WHAT YOU ARE ASKED TO DO: Show every line below that contains the word "white".

Pointing dataset records:
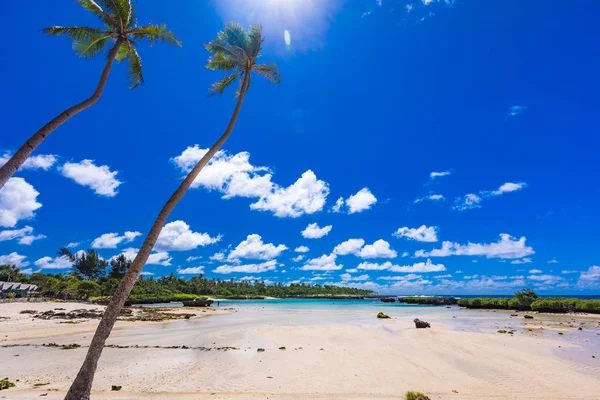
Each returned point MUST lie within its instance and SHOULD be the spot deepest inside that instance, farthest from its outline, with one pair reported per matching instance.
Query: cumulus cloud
(350, 246)
(254, 248)
(323, 263)
(98, 178)
(348, 277)
(61, 262)
(191, 271)
(247, 268)
(111, 240)
(313, 231)
(24, 235)
(155, 258)
(14, 259)
(435, 175)
(431, 197)
(235, 176)
(420, 267)
(361, 201)
(507, 247)
(177, 236)
(18, 200)
(420, 234)
(467, 202)
(525, 260)
(41, 161)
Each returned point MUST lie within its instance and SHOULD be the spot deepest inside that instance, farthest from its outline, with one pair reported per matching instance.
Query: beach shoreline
(323, 352)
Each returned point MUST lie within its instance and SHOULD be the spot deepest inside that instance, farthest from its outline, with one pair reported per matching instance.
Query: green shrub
(5, 384)
(415, 396)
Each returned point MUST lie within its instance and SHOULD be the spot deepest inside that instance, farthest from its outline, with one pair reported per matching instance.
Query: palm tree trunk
(19, 158)
(82, 386)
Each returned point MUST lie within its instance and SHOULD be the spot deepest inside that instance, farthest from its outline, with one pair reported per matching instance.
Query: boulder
(421, 324)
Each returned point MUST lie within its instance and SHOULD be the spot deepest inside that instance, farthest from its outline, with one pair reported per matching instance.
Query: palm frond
(135, 69)
(90, 47)
(217, 46)
(221, 62)
(154, 33)
(269, 72)
(234, 35)
(93, 7)
(255, 39)
(75, 32)
(220, 86)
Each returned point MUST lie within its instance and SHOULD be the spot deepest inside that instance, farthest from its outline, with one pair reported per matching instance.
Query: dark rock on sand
(421, 324)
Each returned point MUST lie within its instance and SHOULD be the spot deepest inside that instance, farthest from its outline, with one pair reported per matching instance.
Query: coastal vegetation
(527, 300)
(121, 29)
(103, 283)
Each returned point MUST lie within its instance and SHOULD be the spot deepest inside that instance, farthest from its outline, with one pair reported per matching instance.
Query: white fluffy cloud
(313, 231)
(509, 187)
(14, 259)
(361, 201)
(98, 178)
(254, 248)
(420, 234)
(323, 263)
(350, 246)
(177, 236)
(155, 258)
(111, 240)
(23, 235)
(468, 202)
(235, 176)
(507, 247)
(18, 200)
(431, 197)
(379, 249)
(191, 271)
(41, 161)
(420, 267)
(435, 175)
(247, 268)
(61, 262)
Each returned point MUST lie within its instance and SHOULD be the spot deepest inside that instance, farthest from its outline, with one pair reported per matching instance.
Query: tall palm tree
(236, 52)
(120, 28)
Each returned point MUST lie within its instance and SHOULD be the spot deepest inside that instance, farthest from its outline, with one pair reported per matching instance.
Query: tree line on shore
(104, 282)
(528, 300)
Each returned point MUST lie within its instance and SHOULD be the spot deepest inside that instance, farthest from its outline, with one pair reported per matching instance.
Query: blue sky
(461, 138)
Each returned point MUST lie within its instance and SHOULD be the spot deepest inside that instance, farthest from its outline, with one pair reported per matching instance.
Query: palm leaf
(221, 62)
(90, 47)
(93, 7)
(220, 86)
(154, 33)
(75, 32)
(269, 72)
(217, 46)
(234, 35)
(255, 40)
(135, 69)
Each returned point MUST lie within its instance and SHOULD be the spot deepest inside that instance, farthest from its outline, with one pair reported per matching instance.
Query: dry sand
(344, 359)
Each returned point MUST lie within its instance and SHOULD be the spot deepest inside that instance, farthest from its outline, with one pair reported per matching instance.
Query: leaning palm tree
(236, 52)
(120, 29)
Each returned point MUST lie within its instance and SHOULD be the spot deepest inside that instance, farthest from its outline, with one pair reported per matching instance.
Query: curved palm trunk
(82, 386)
(19, 158)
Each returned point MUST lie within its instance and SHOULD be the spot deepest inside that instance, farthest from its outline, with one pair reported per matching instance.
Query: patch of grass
(6, 384)
(415, 396)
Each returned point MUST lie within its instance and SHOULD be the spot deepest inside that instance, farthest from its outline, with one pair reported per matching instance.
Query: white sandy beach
(341, 354)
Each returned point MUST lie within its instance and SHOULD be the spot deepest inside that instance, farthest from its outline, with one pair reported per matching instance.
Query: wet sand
(330, 353)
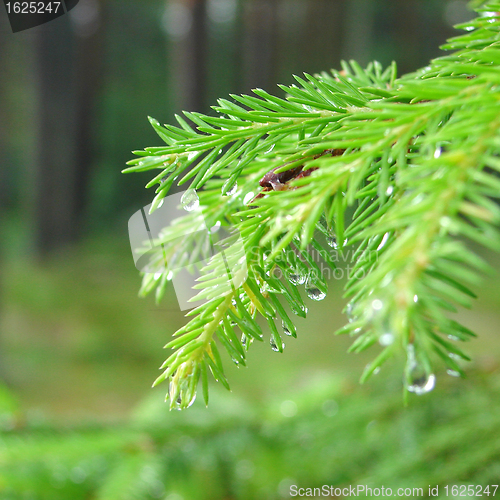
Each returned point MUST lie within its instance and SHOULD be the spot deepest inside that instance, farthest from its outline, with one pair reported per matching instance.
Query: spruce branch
(399, 171)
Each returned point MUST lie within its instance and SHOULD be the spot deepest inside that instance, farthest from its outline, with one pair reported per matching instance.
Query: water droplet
(417, 379)
(313, 292)
(215, 227)
(297, 278)
(274, 345)
(190, 200)
(386, 339)
(232, 190)
(332, 242)
(248, 197)
(286, 330)
(383, 242)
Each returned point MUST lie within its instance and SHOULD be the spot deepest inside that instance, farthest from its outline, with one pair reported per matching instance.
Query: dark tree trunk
(69, 71)
(260, 44)
(189, 54)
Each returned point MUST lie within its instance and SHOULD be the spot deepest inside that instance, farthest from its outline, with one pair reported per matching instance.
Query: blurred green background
(79, 350)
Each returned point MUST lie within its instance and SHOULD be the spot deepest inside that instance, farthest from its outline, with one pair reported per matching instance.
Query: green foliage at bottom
(328, 434)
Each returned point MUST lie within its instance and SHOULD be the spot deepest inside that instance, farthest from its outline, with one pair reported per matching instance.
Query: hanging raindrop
(190, 200)
(297, 278)
(313, 292)
(274, 345)
(350, 312)
(232, 190)
(286, 330)
(332, 241)
(417, 378)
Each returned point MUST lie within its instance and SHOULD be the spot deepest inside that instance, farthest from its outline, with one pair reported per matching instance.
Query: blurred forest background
(79, 350)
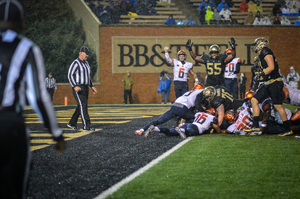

FULL ANSWER:
Query: white fluffy cloud
Query: white sandy beach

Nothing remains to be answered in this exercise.